** WORK INSTRUCTIONS **
For the word "chair", return each line of the data in which it occurs.

Natural-language object grounding data
=-=-=-=-=

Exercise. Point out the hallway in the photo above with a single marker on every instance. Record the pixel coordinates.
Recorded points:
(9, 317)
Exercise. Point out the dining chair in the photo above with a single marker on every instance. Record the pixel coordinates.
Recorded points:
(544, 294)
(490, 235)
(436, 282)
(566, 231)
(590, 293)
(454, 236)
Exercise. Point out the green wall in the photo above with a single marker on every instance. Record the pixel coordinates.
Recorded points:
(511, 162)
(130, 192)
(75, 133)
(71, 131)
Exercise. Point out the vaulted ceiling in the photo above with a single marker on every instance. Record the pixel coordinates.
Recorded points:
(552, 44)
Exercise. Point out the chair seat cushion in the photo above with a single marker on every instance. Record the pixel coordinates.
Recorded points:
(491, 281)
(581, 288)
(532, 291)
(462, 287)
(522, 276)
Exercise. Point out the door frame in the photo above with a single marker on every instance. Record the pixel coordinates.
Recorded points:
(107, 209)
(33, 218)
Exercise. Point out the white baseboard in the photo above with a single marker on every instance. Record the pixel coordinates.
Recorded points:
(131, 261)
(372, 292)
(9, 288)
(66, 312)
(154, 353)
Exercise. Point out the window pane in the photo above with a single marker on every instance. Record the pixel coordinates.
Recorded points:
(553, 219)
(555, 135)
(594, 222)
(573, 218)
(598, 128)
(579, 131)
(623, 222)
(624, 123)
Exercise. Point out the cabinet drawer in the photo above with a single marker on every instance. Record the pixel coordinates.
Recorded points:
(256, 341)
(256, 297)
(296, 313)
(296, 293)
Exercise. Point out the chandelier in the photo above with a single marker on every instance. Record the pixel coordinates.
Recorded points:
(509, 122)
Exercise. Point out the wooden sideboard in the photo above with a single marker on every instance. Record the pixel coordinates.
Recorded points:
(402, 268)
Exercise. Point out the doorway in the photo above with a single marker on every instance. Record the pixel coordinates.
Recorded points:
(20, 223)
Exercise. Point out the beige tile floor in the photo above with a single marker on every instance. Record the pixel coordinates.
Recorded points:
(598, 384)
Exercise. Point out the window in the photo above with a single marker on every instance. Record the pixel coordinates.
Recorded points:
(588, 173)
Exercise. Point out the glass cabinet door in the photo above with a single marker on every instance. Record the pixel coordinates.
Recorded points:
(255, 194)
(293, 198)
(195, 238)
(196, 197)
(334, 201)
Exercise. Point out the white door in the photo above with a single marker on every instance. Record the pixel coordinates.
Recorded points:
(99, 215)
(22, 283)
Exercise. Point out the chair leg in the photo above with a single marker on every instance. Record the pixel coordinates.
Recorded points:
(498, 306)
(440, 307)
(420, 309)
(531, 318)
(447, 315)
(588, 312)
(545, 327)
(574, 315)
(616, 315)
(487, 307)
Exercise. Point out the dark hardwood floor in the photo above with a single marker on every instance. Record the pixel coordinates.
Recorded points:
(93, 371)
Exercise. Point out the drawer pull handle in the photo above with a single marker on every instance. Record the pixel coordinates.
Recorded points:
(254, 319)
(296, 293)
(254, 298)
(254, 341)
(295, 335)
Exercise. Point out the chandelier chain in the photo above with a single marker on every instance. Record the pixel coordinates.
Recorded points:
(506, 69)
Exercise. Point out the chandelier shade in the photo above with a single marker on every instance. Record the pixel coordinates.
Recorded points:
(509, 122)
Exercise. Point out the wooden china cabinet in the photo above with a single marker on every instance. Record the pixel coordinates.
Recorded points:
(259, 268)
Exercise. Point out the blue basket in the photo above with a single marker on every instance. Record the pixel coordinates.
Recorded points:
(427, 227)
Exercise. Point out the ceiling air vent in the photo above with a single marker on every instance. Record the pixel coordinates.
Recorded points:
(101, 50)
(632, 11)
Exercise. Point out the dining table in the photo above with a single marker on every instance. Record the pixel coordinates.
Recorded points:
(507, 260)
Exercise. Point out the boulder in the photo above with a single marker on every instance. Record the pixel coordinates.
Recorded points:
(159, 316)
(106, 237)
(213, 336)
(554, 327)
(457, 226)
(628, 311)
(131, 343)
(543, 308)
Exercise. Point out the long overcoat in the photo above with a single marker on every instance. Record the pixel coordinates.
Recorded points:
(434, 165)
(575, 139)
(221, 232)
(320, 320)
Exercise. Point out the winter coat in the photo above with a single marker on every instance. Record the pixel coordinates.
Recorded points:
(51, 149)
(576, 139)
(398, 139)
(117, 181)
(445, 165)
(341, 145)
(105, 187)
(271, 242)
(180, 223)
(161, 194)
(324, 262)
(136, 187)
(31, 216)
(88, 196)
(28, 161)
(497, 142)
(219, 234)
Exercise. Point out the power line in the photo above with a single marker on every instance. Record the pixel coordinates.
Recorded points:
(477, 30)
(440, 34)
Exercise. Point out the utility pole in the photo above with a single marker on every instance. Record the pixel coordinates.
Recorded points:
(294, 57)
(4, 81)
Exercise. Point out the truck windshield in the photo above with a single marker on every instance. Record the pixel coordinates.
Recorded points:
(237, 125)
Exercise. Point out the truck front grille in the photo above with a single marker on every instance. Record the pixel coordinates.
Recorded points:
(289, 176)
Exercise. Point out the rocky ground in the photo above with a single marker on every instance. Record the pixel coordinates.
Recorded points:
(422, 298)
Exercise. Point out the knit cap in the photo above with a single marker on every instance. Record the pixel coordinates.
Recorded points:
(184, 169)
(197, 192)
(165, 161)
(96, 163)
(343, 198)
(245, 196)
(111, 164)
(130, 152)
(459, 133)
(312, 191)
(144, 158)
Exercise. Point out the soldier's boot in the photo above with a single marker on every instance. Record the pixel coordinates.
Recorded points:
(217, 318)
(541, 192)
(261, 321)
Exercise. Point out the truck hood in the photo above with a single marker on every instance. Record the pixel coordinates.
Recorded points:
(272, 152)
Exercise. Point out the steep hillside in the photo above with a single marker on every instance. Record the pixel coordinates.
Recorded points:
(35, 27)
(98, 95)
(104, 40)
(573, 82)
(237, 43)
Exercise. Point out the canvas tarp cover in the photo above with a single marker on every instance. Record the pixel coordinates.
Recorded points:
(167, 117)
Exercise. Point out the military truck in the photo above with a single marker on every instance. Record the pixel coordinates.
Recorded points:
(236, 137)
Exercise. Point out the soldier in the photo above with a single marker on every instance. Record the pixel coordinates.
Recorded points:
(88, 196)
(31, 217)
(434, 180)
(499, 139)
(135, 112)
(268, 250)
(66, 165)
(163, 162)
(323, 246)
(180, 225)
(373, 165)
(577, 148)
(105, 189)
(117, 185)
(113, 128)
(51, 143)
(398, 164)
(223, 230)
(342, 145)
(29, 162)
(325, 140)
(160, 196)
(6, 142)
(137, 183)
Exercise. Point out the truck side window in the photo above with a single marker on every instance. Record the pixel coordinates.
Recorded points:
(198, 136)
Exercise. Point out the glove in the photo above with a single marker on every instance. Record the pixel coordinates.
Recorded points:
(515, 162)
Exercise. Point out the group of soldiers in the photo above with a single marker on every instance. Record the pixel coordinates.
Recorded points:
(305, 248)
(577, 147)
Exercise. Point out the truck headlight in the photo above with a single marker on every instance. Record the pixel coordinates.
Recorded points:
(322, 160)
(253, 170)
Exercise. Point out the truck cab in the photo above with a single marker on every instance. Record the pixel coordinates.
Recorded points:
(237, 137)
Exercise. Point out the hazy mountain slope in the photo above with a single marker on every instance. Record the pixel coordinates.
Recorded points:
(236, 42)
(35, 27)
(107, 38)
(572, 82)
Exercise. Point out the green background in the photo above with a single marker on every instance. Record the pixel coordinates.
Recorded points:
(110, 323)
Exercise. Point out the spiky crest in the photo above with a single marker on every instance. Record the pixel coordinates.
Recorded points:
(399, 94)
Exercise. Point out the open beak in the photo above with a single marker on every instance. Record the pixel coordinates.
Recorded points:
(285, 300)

=-=-=-=-=

** RESPONSE TO THE TASK **
Exercise. Point out the dining chair in the photo above with a single marker on every instance. Record the pixel coordinates.
Exercise. Point out the chair seat cushion in the photo above with a single marker on every instance. Record the pixel coordinates.
Exercise. Point out the chair leg in the photo above with a single marker on every instance. Record the pixel coordinates.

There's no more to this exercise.